Tally how many lines of the material below contain the word "above". Reply with the number alone.

## Entries supplied
#####
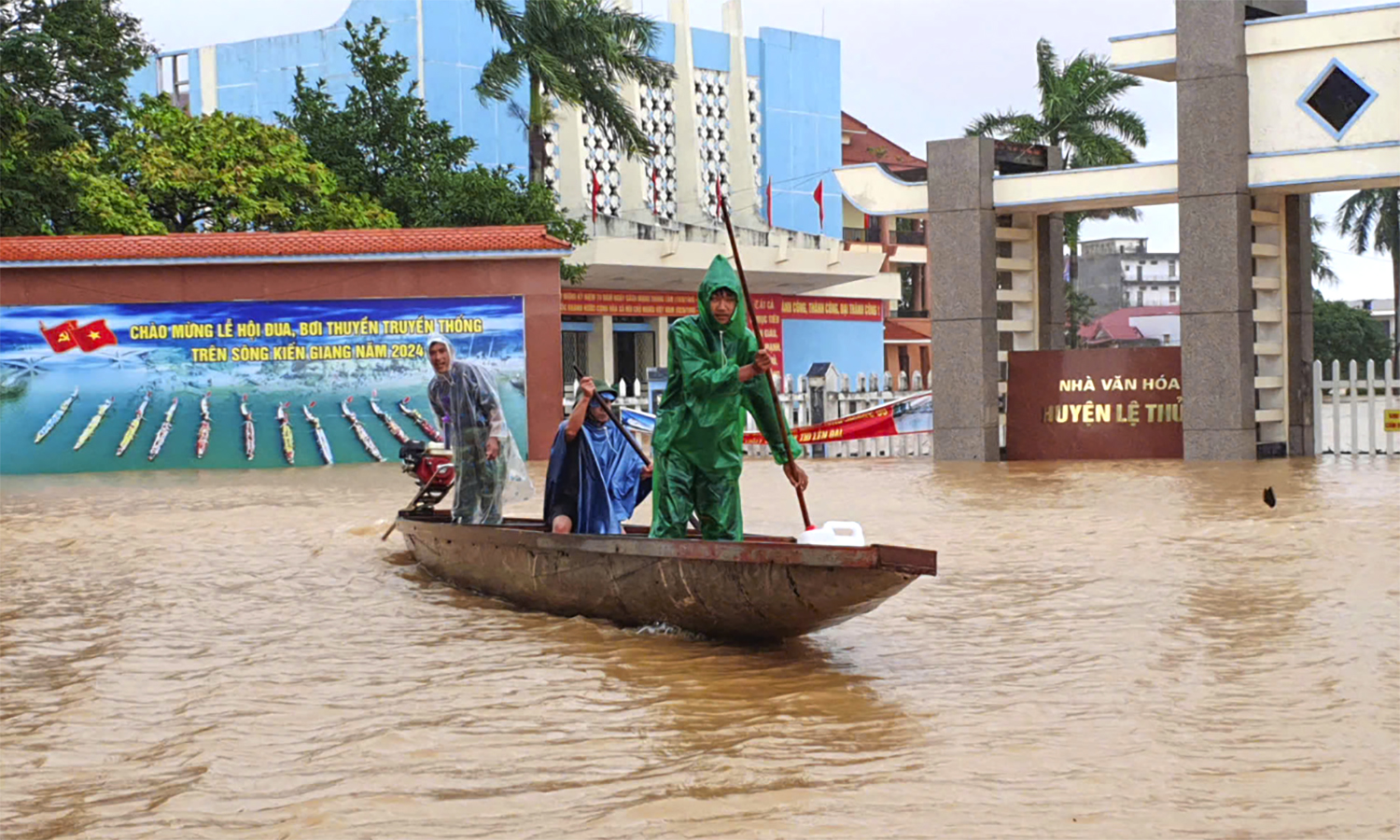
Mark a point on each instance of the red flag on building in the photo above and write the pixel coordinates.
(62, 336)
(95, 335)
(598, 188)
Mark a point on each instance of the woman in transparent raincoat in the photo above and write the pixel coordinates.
#####
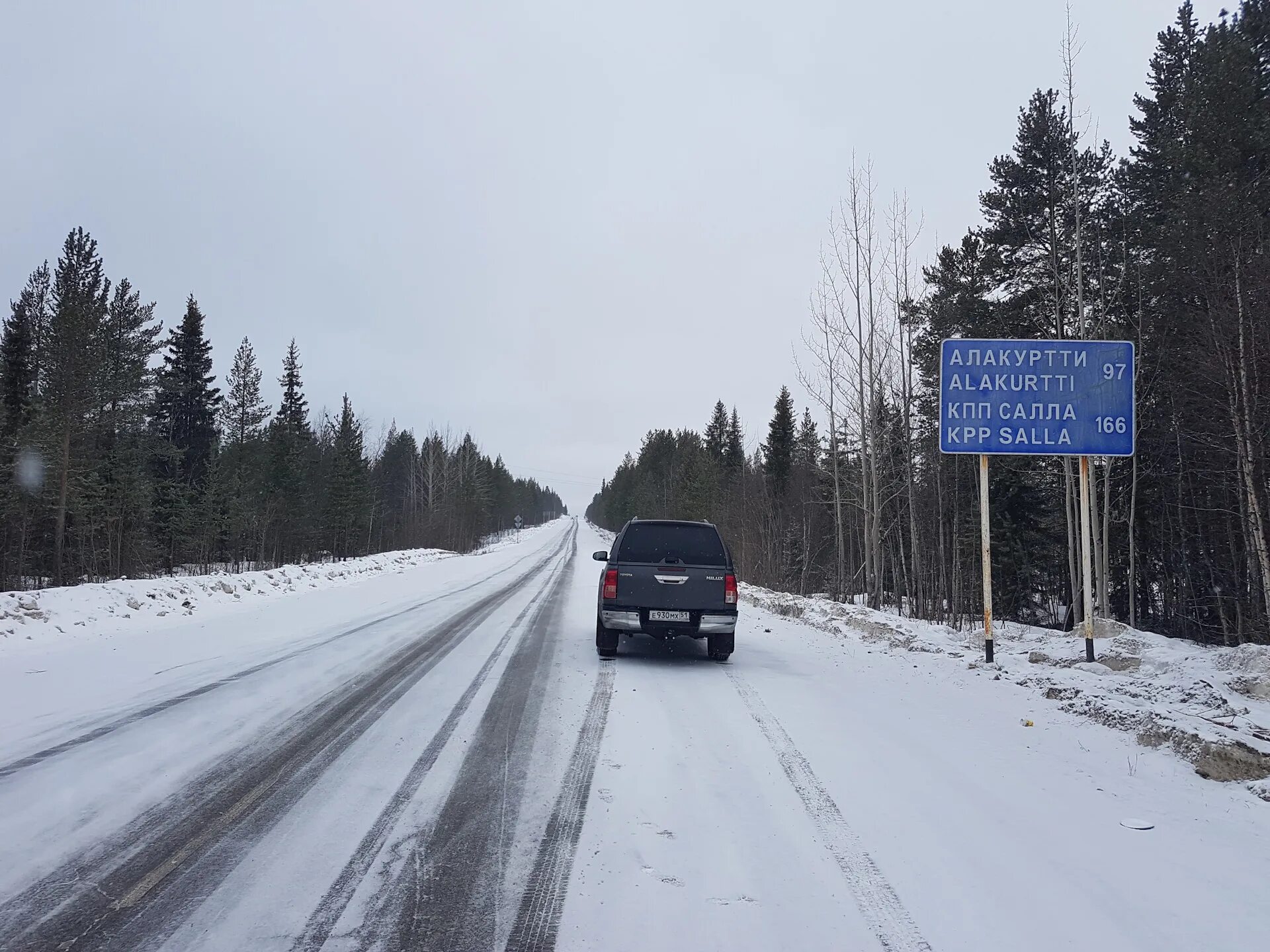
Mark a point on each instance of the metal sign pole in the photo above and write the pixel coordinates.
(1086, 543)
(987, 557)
#####
## Written answer
3